__To be done__. Copy word for word the lines of the items below, from the line containing "Target: blurred background" through the last line of the items, inclusive.

__Excerpts of location labeling data__.
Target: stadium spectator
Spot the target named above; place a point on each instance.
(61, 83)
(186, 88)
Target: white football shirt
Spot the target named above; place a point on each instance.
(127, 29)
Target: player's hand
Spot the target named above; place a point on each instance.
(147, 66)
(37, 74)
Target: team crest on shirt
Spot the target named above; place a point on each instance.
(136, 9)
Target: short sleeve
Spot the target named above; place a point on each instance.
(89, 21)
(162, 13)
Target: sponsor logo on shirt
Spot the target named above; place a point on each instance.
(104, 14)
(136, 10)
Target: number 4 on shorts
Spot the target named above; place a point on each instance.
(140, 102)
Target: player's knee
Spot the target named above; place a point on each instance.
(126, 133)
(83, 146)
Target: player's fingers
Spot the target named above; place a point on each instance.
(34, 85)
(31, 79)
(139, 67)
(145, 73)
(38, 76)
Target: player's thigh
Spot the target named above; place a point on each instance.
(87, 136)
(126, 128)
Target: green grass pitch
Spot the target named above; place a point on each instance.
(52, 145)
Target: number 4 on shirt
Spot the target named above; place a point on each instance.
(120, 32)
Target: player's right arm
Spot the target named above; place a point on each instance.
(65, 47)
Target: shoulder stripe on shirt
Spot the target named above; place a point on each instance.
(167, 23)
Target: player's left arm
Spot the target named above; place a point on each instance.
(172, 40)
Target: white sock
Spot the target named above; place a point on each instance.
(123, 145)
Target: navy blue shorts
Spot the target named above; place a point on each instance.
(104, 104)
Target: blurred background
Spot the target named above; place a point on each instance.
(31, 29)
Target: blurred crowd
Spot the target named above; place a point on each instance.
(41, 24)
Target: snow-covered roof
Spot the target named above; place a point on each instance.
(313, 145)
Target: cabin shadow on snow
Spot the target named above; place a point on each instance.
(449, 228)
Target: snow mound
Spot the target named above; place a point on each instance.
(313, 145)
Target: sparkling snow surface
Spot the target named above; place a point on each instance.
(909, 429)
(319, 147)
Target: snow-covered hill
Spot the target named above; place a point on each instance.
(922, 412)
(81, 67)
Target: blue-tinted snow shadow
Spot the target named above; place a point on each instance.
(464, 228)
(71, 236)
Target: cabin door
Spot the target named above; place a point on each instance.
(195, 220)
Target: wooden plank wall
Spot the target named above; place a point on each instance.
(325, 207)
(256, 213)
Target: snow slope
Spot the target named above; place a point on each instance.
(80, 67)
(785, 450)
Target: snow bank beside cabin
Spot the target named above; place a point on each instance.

__Answer to the exercise__.
Target: blurred background
Spot the target named above; place a point on each instance.
(31, 29)
Target: blurred crowd
Spot the target named above; place a point on each instance.
(41, 24)
Target: snow-covered roof
Spot the target named above; place a point on each instance.
(313, 145)
Target: cabin shadow on snow
Spot the target named above; place a point on each instance.
(449, 228)
Target: snow mound
Spot the target named above; place a point on each instance.
(313, 145)
Target: sparkling snow surface
Spot the target named above; place a point on each instance.
(909, 429)
(319, 147)
Target: snow-covered hill
Spot the target named above; place a point on each instance.
(922, 412)
(81, 67)
Target: blue-tinted snow shadow
Spot the target named above; place a point on each instance.
(464, 228)
(71, 236)
Target: cabin door
Spot the target named above; place a point on each instance.
(195, 220)
Target: wooden plank wall
Spot the target named above; place a point on each instance.
(325, 207)
(256, 213)
Target: snow slope
Spot the target named above; place a point on each instance.
(80, 67)
(785, 450)
Target: snow bank beside cabin
Spot the target named above; place a point on each instance.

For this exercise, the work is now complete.